_Texte source:_
************
Rechercher
Rechercher

Couverture spéciale de la révolte en Libye - Reportage

L’arsenal de Kadhafi menacé de dispersion

Les risques sont « évidents » que les armes abandonnées puissent tomber entre les mains d’el-Qaëda au Maghreb islamique.
Dans la débâcle qui a suivi la prise de Tripoli, il y a deux semaines, les troupes fidèles à Mouammar Kadhafi qui campaient dans un champ aux abords de Tripoli y ont abandonné leurs uniformes, un flacon de déodorant... et un missile Scud. Plusieurs jours après, l’engin de fabrication soviétique et sa rampe de lancement montée sur un camion se trouvaient toujours au même endroit, sans protection, sous l’eucalyptus où les militaires les ont laissés. Le Conseil national de transition (CNT) assure faire le nécessaire pour éviter que ce type d’armes ne tombe entre des mains malveillantes, comme celles d’el-Qaëda au Maghreb islamique. Dans ce champ situé à 25 km de la capitale, le missile semble toutefois avoir été laissé à la merci des pillards.
« Je patrouille là-bas (...) et une autre équipe fait de même », assure Abdelhamid Omar Derbek, colonel des forces du CNT dont la tenue – polo jaune, jean et sandales – tranche avec le grade. L’officier, kalachnikov en bandoulière, a accompagné des journalistes sur le site en question, situé à 15 km de son quartier général, et personne, hormis quelques curieux, ne se trouvait sur les lieux pour assurer la garde du missile. « J’en ai entendu parler hier soir et je voulais venir pour prendre une photo », a expliqué l’un des badauds.
************
_Données fournies:_
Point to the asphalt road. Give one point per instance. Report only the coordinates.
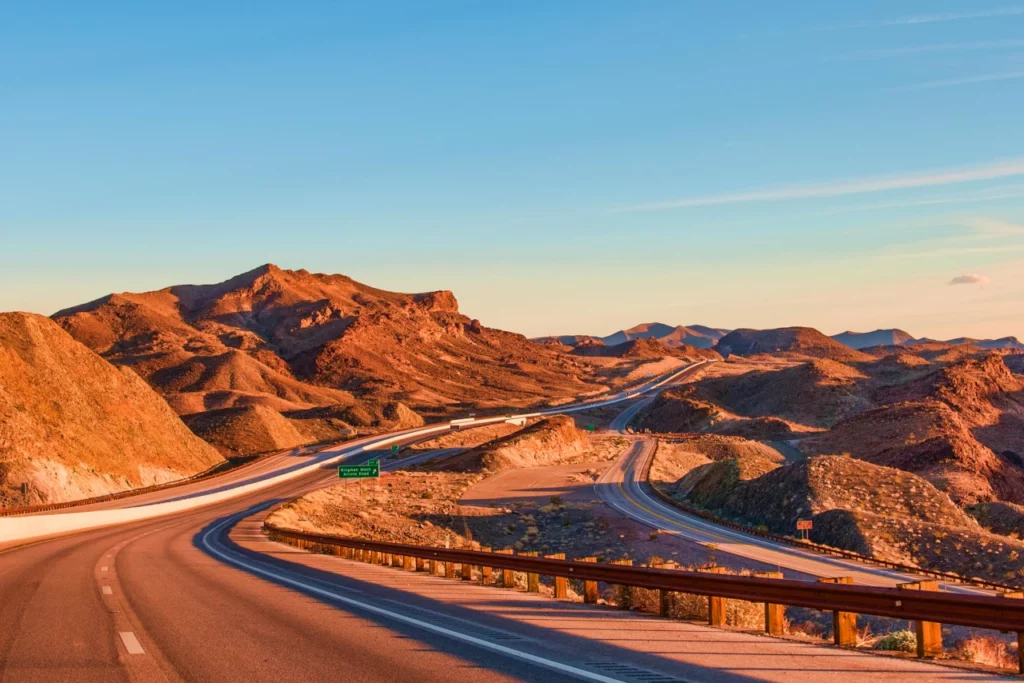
(624, 487)
(178, 598)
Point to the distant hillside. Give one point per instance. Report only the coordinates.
(1003, 343)
(802, 341)
(860, 340)
(74, 426)
(696, 335)
(568, 340)
(643, 348)
(293, 340)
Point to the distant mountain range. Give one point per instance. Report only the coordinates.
(859, 340)
(693, 335)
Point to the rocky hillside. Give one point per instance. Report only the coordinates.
(644, 348)
(881, 511)
(74, 426)
(799, 341)
(291, 340)
(551, 441)
(238, 431)
(859, 340)
(698, 336)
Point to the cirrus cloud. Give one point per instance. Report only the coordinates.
(970, 279)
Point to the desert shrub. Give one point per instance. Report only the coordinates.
(898, 641)
(987, 650)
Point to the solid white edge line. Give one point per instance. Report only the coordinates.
(131, 642)
(526, 656)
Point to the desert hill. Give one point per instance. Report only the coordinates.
(695, 335)
(568, 340)
(859, 340)
(880, 511)
(816, 393)
(797, 341)
(73, 426)
(643, 347)
(549, 441)
(293, 340)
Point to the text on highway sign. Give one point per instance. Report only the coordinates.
(370, 470)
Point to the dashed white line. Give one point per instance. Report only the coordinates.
(233, 558)
(131, 642)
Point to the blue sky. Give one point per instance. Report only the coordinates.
(563, 167)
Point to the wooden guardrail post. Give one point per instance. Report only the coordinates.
(561, 583)
(666, 599)
(589, 587)
(774, 614)
(844, 624)
(485, 570)
(508, 575)
(929, 633)
(532, 579)
(624, 594)
(1018, 595)
(717, 605)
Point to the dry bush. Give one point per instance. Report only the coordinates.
(899, 641)
(987, 650)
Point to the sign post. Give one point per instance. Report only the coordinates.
(371, 470)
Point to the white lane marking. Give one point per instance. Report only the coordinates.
(526, 656)
(131, 642)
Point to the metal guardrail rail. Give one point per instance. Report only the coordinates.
(998, 612)
(822, 549)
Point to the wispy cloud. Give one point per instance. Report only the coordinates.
(971, 279)
(994, 226)
(997, 169)
(911, 50)
(929, 18)
(953, 82)
(989, 195)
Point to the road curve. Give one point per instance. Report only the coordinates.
(624, 487)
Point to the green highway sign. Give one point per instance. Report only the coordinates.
(370, 470)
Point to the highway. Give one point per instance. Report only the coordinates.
(624, 487)
(199, 595)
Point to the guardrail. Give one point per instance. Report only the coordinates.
(916, 601)
(819, 548)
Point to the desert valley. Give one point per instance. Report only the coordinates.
(900, 450)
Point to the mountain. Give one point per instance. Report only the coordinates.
(802, 341)
(291, 340)
(1001, 343)
(696, 335)
(895, 337)
(73, 426)
(567, 340)
(860, 340)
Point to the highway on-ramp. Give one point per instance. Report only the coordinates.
(199, 595)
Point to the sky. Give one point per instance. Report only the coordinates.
(564, 167)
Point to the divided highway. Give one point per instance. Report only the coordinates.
(200, 595)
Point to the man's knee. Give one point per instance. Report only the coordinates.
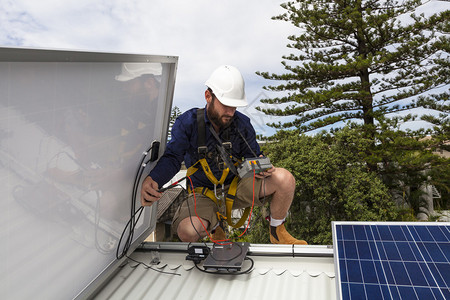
************
_Consigne A:_ Reproduisez le passage de l'article en commençant aux mots « Les risques sont » et en vous arrêtant après les mots « merci des pillards. ».
_Consigne B:_ Citez toutes les pièces de la tenue du colonel Abdelhamid Omar Derbek que décrit l'article.
Les items fournis ne sont pas nécessaires pour ce travail.

_Réponse attendue A:_
Les risques sont « évidents » que les armes abandonnées puissent tomber entre les mains d’el-Qaëda au Maghreb islamique.
Dans la débâcle qui a suivi la prise de Tripoli, il y a deux semaines, les troupes fidèles à Mouammar Kadhafi qui campaient dans un champ aux abords de Tripoli y ont abandonné leurs uniformes, un flacon de déodorant... et un missile Scud. Plusieurs jours après, l’engin de fabrication soviétique et sa rampe de lancement montée sur un camion se trouvaient toujours au même endroit, sans protection, sous l’eucalyptus où les militaires les ont laissés. Le Conseil national de transition (CNT) assure faire le nécessaire pour éviter que ce type d’armes ne tombe entre des mains malveillantes, comme celles d’el-Qaëda au Maghreb islamique. Dans ce champ situé à 25 km de la capitale, le missile semble toutefois avoir été laissé à la merci des pillards.

_Réponse attendue B:_ Polo jaune, jean et sandales.